**WHAT IS REQUIRED:** Rewrite the data from its first line through the line containing "point(69, 94)", changing every "marker" to "coordinate" and leaving everything else the same. Stop after that line.

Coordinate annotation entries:

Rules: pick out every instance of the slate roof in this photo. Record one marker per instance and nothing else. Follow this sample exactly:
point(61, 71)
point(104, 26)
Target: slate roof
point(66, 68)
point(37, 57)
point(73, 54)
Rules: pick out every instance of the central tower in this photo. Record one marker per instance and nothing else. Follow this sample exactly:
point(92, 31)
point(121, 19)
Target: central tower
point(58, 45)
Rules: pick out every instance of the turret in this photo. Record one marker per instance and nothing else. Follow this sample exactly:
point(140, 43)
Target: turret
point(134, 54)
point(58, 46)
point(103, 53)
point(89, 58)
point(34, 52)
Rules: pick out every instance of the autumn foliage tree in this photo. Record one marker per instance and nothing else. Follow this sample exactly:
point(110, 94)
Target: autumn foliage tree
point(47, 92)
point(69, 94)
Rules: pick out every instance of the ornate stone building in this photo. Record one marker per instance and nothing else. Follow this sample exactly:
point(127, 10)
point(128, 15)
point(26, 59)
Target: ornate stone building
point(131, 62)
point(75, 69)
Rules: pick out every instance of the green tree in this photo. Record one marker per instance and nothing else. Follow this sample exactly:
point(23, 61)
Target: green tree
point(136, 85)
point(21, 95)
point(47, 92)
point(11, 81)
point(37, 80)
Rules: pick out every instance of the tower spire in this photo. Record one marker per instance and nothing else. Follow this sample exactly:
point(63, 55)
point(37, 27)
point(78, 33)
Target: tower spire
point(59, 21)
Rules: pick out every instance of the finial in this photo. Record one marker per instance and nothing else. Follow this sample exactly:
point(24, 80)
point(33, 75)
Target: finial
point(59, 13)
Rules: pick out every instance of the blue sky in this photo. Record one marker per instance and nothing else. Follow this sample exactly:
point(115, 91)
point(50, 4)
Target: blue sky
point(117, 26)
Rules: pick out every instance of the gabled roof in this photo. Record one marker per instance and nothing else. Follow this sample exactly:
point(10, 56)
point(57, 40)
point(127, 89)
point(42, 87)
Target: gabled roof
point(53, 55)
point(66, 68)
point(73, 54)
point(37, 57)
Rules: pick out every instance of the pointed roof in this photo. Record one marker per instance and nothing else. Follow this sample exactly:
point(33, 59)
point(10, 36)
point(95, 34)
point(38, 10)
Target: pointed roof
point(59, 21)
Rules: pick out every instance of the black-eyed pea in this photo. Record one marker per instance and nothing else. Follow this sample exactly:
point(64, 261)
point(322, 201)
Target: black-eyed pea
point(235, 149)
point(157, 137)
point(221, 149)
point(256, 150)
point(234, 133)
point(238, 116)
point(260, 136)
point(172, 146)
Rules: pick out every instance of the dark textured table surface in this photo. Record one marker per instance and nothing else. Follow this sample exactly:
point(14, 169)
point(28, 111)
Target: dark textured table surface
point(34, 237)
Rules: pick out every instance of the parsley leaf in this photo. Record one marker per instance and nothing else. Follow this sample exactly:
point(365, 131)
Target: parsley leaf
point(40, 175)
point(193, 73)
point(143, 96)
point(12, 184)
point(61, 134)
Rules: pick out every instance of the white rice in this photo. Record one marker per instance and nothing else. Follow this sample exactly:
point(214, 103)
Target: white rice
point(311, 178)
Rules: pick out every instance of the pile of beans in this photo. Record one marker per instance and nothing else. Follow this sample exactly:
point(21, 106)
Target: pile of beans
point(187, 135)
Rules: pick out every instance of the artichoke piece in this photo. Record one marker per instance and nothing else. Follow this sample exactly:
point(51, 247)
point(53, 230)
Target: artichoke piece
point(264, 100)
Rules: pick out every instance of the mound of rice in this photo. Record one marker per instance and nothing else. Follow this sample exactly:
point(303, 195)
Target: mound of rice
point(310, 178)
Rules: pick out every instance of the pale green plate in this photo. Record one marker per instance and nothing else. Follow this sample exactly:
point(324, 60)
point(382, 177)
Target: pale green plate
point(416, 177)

**EXPECTED ANSWER:**
Rules: pick out every instance of the slate roof in this photo. Record one coordinate per instance and nothing else. Follow this sample exactly:
point(61, 71)
point(104, 26)
Target: slate roof
point(66, 68)
point(37, 57)
point(73, 54)
Rules: pick out every instance of the central tower in this photo. Record one coordinate per instance and nothing else. Follow this sample exactly:
point(92, 31)
point(121, 19)
Target: central tower
point(58, 45)
Rules: pick out every instance of the turret in this photo. Record one coordinate per instance and nothing else. Follow this sample exactly:
point(140, 43)
Target: turret
point(134, 54)
point(58, 46)
point(103, 53)
point(89, 58)
point(34, 52)
Rules: pick out every instance of the autumn foliage tree in this photo. Record one coordinate per instance and nothing else. Follow this sample exactly:
point(110, 94)
Target: autumn foliage tree
point(47, 92)
point(69, 94)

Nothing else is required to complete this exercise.